*HOW TO COMPLETE THIS TASK*:
Only the lines below from the one with "target | white and black jersey" through the one with "target | suit lapel" are to be written out, exactly and without any images.
[EXERCISE INPUTS Boundary: Start]
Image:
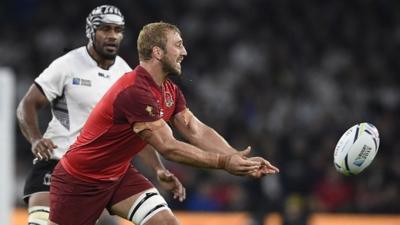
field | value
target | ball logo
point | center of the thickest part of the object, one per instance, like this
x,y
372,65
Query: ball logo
x,y
362,156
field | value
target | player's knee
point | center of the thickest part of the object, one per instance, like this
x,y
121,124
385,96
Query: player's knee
x,y
162,219
149,204
38,215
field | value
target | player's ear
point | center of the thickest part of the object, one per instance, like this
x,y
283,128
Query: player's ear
x,y
157,52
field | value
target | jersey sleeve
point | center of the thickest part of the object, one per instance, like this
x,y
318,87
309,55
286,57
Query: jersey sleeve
x,y
52,79
180,101
137,105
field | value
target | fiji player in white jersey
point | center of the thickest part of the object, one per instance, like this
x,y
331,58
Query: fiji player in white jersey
x,y
72,85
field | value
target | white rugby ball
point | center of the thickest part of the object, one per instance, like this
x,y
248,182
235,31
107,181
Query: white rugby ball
x,y
356,149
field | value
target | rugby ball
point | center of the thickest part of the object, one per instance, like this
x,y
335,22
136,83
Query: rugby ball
x,y
356,149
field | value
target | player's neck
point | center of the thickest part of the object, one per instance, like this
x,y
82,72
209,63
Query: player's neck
x,y
155,71
101,61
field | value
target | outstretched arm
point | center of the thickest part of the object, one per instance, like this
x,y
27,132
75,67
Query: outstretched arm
x,y
159,135
166,179
199,134
27,115
204,137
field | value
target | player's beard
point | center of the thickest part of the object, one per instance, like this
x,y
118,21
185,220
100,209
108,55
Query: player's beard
x,y
103,53
168,68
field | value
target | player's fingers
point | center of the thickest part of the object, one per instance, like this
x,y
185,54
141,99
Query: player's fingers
x,y
183,195
245,152
270,166
39,156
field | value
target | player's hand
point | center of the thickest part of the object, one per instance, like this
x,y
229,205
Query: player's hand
x,y
43,148
265,169
170,182
239,164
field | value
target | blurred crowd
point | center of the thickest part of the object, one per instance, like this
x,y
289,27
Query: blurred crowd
x,y
286,77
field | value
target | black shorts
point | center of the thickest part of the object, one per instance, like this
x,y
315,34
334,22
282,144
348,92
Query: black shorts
x,y
39,178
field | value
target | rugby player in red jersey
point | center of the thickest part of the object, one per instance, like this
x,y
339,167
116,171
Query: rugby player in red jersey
x,y
96,172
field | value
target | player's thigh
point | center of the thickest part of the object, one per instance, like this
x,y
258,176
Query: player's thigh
x,y
73,201
137,200
147,207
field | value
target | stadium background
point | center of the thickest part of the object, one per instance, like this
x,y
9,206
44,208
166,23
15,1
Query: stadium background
x,y
287,77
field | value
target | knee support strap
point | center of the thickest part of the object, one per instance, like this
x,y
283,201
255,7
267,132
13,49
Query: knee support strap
x,y
38,215
146,206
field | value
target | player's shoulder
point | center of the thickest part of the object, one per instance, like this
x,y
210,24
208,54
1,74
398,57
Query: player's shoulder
x,y
121,63
76,54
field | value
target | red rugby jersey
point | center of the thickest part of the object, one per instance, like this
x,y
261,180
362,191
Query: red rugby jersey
x,y
107,143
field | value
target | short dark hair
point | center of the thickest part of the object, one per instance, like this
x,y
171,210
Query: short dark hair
x,y
153,34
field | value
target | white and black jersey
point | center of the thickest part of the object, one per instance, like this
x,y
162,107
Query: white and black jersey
x,y
73,84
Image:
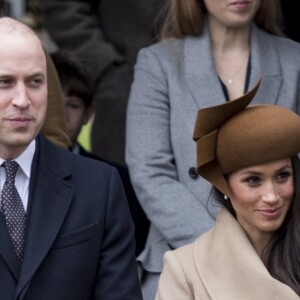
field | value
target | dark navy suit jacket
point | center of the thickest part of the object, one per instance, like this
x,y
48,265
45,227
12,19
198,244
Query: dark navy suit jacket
x,y
140,220
79,239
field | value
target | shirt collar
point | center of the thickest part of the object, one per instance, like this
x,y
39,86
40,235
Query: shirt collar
x,y
25,158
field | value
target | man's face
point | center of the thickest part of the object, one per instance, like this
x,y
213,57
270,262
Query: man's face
x,y
23,92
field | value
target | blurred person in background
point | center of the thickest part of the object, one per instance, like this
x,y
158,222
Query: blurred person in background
x,y
212,51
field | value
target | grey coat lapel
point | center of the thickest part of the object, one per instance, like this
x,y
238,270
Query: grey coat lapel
x,y
202,78
199,70
50,199
265,66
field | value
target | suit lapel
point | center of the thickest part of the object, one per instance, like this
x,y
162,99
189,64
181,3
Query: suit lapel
x,y
49,201
7,251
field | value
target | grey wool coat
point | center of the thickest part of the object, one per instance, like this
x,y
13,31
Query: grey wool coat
x,y
172,81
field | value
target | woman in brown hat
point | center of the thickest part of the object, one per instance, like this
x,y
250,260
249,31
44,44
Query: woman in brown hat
x,y
249,154
212,51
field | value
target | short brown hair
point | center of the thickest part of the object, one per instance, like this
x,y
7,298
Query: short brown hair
x,y
186,17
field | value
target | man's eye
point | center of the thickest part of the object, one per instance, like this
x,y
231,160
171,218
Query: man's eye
x,y
35,82
5,82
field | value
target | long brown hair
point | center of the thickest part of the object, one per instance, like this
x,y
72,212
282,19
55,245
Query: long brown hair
x,y
186,17
281,255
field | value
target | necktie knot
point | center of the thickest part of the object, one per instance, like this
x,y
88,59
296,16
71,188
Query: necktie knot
x,y
11,168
[EXERCISE INPUTS Boundary: End]
*EXPECTED ANSWER*:
target | white and black jersey
point | center of the thickest part of the object, one per instance, like this
x,y
162,107
Query: white and black jersey
x,y
73,84
Image:
field | value
target | dark navy suit jacket
point | center of the thickest part of the object, one per instance, like this
x,y
48,265
45,227
12,19
198,244
Query: dark navy suit jacket
x,y
140,220
79,239
field | value
target | shirt collar
point | center of the thickest part of the object, one per instance, like this
x,y
39,86
40,235
Query: shirt collar
x,y
25,158
field | value
target | man's face
point | center of the thickest part of the object, one per instance, like this
x,y
213,57
270,262
Query: man's face
x,y
23,92
field | value
target | blurred person in background
point | center of the thickest part of the object, one per instance, like this
x,y
158,222
Query: blurred person in background
x,y
212,51
field | value
target | grey coat lapel
point | center of the thickest part of the object, one per instance, like this
x,y
238,270
Query: grey coat lapel
x,y
202,78
199,70
50,199
265,66
field | value
target | suit lapel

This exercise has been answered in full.